Fragmento proporcionado:
● ● ● ●

Nos la han colado doblada con lo de los tecnócratas. Al oír la palabreja, todos —servidor a la cabeza— salimos como Miuras a acordarnos de la parentela de los que se han pasado por la sobaquera las cuatro chispitas de democracia que nos quedaban. Claro que hay mucho de eso, pero según estábamos entrando ciegos al trapo y reivindicando el derecho a decidir incluso a los malos políticos, no reparamos en una evidencia que empeora las cosas: los tales técnicos impuestos saltándose las urnas no son entes exquisitamente asépticos. Todo lo contrario. El maletín de herramientas que traen para desatascar las cañerías económicas está a rebosar, además de tijeras, serruchos, bisturís y otros artilugios con filo, de ideología. De una ideología muy determinada, que no es precisamente la socialdemocracia.

● ● ● ●

Datos disponibles:

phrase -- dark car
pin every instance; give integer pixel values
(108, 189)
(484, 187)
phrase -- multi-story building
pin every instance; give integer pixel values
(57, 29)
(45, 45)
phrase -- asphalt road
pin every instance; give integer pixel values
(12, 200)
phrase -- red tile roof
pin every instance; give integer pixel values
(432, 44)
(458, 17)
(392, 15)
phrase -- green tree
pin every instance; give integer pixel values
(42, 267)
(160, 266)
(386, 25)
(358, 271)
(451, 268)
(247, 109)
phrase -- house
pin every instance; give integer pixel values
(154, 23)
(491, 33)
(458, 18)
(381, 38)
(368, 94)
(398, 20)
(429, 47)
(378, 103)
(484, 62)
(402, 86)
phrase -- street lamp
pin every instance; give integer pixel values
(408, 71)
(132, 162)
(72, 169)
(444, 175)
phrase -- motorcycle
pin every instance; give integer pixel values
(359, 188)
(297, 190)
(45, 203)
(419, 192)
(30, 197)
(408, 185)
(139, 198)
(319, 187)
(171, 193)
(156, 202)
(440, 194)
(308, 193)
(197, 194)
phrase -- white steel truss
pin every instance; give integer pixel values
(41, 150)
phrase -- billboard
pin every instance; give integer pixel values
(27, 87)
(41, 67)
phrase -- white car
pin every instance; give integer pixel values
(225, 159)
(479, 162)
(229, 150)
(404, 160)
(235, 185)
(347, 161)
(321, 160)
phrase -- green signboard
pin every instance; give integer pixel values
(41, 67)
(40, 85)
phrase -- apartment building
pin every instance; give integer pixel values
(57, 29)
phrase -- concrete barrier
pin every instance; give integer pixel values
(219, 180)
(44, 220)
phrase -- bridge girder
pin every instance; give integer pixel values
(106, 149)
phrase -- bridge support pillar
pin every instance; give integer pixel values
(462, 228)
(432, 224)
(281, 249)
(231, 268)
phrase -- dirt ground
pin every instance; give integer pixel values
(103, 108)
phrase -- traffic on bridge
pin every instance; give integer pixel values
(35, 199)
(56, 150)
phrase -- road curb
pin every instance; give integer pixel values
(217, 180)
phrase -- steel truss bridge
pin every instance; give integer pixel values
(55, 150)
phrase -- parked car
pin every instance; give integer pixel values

● ● ● ●

Consigna 1:
Según el fragmento sobre los tecnócratas, ¿qué ideología no es la que traen los técnicos en su maletín de herramientas?
Consigna 2:
Prosigue el fragmento sobre los tecnócratas a partir de su última frase.

Tu respuesta 1:
La socialdemocracia.

Tu respuesta 2:
Ocurre que, al venir disfrazados de eficientísimos gestores, les franqueamos el paso con la misma candidez que le damos las llaves al mecánico que nos va a cambiar el aceite. Será tarde cuando descubramos que, más allá de sus currículums (todos han pasado por Goldman Sachs y similares, ya debería ser sospechoso) estos gachós son más políticos que cualquiera de los que llevan aparejadas unas siglas. La diferencia tremebunda es que, como no le tienen que hacer cucamonas a ningún electorado, van a ejecutar las escabechinas que crean convenientes sin pensárselo dos veces. Como se comprenderá, a ellos, que tienen tarjeta oro para las clínicas más elitistas y plaza para su prole en colegios de a diez mil euros el mes, el Estado del Bienestar se la refanfinfla. De hecho, su trabajo consiste en raparlo al cero.
Lo triste es que dejaremos que lo hagan sin rechistar mucho y hasta creyendo que, en el fondo, es por nuestro bien. Valiéndose de nuestra ignorancia, han sabido acojonarnos con las primas de riesgo, la deuda soberana y otros cuentos de terror. Ahora sólo tienen que hacer como que nos salvan.